═════ Text block ═════
Reece Holder

Personal information
- Nationality: Australian/English
- Born: 20 August 2002 (age 23) Denmark Hill, Greater London, England
- Home town: Queensland, Australia
- Height: 1.85 m (6 ft 1 in)

Sport
- Sport: Athletics
- Event: Sprint

Achievements and titles
- Personal bests: 400m: 44.53 (Paris, 2024)

Medal record
Men's athletics
Representing Australia
World Relays
| Silver medal – second place | 2025 Guangzhou | Mixed 4×400 m relay |
| Bronze medal – third place | 2026 Gaborone | 4×400 m relay |
Summer World University Games
| Silver medal – second place | 2021 Chengdu | 400 m |

= Reece Holder =

Australian athlete (born 2002)

Reece Holder (born 20 August 2002) is an Australian sprinter. In 2026, he won the Australian Athletics Championships in the 400 metres.

==Biography==
From Wellington Point, Queensland, he is a member of Thompson Estate Athletics Club. At the age of 15 years-old, Holder won the national under-17 400 metres title.

He ran a 400 metres personal best of 44.79 in Chengdu in August 2023, to win a silver medal at the delayed 2021 Summer World University Games. This time placed him into the top-5 all time Australian 400m runners.
═════ Records shown ═════
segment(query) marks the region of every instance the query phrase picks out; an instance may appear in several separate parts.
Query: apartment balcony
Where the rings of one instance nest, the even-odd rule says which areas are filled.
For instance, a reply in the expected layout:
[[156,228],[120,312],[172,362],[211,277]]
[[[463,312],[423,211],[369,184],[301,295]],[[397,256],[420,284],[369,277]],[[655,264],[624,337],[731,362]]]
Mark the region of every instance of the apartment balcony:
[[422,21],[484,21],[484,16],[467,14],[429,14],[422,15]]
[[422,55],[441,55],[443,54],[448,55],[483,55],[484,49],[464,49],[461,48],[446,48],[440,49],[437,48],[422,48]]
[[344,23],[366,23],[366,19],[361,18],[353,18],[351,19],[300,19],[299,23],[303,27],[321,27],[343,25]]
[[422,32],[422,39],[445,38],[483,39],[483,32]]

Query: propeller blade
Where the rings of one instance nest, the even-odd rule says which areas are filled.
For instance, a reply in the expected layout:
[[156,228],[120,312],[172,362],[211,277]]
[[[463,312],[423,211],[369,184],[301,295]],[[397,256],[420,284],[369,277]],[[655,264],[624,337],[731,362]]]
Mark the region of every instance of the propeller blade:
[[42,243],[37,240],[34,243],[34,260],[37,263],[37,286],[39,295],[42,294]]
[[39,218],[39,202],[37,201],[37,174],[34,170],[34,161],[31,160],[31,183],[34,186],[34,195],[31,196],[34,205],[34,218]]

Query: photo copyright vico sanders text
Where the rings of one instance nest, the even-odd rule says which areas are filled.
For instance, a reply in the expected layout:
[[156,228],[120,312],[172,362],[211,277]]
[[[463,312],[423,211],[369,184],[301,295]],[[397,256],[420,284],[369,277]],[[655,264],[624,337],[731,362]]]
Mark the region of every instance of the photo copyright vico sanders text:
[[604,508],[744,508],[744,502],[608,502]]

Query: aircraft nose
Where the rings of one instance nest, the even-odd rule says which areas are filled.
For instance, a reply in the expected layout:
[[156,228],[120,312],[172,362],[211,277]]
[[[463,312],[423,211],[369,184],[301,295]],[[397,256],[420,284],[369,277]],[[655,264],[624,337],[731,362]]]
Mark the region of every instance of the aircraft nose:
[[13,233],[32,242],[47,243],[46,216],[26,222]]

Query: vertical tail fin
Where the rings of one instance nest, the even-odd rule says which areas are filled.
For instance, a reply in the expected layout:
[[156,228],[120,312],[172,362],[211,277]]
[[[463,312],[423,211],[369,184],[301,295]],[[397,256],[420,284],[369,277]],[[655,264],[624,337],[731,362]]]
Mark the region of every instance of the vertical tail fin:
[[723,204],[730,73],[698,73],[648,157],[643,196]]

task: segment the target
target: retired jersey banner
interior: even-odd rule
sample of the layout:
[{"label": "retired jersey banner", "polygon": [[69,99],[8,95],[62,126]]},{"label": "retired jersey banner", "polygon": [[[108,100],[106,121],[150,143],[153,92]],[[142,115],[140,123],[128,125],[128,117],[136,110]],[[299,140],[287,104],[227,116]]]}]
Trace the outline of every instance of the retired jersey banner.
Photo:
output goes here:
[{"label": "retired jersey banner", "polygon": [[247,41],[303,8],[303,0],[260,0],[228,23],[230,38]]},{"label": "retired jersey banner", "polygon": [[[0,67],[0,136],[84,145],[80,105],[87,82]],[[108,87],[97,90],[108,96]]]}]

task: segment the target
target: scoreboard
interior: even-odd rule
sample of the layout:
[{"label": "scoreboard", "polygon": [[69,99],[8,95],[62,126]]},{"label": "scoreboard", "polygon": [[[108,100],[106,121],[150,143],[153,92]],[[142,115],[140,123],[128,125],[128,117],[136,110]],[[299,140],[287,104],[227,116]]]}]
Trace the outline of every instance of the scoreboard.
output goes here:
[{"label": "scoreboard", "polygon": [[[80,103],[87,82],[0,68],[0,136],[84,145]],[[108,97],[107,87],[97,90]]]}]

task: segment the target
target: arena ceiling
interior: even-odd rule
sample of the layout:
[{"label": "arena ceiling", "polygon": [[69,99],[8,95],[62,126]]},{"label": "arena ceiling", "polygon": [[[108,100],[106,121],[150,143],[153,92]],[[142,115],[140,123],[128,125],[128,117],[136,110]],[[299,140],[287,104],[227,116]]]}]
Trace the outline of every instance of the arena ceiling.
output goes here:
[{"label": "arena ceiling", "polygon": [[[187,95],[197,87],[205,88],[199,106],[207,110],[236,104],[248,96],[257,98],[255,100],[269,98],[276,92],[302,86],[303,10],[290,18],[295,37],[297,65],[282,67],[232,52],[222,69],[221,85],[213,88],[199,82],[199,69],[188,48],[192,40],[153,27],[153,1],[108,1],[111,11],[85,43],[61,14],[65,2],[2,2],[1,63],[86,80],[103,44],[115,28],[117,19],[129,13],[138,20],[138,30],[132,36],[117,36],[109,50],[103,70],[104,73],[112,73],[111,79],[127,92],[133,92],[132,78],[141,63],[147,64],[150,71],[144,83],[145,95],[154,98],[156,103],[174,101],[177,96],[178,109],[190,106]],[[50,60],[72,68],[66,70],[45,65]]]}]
═════
_Exercise instructions:_
a) Answer these from the text about Reece Holder:
(i) Which athletics club is Holder a member of?
(ii) What medal did he win at the 2026 World Relays in Gaborone, and in which event?
(iii) How tall is he?
b) Decide whether each statement agrees with the text about Reece Holder:
(i) Holder won the national under-17 400 metres title at age 15.
(ii) His silver medal at the 2025 World Relays in Guangzhou came in the men's 4×400 m relay.
(iii) He won the 400 metres at the 2026 Australian Athletics Championships.
c) Carry on the text about Reece Holder from its last sentence.
The items can be left aside.

_Responses:_
a)
(i) Thompson Estate Athletics Club
(ii) A bronze medal in the 4×400 m relay
(iii) 1.85 m (6 ft 1 in)

b)
(i) Yes: "At the age of 15 years-old, Holder won the national under-17 400 metres title."
(ii) No: "Mixed 4×400 m relay"
(iii) Yes: "In 2026, he won the Australian Athletics Championships in the 400 metres."

c)
He was selected for the Australian team to run the individual 400 metres at the 2024 Paris Olympics. There, in the qualification heat of the 400 metres event he ran a personal best time of 44.53 and in his semifinal finished in fifth place.

He was a member of the Australian team in the Mixed 4x400m relay at the 2025 World Athletics Relays which set a new Oceania record of 3:12.34, taking nearly five seconds off the previous best mark set in 2021, and became the first Mixed team in Australian history to qualify for a major championships, qualifying on the first day of the competition for the 2025 World Championships. Australia went on to win the silver medal in the final of the event on the second day of the competition as Holder transferred across to help qualify the men's 4x400m relay for the 2025 World Championships in the second round of qualifying. He won at the Golden Grand Prix in Tokyo, Japan, running the 400m in 44.76 seconds on 18 May 2025.

He was selected for the Australian team for the 2025 World Athletics Championships in Tokyo, Japan, running a season's best 44.54 seconds to qualify for the 400m semi-finals, before placing third in his semi-final in 44.63 seconds. He also ran in the men's 4 x 400 metres relay in which the Australian team ran a national record before being disqualified for an illegal handover.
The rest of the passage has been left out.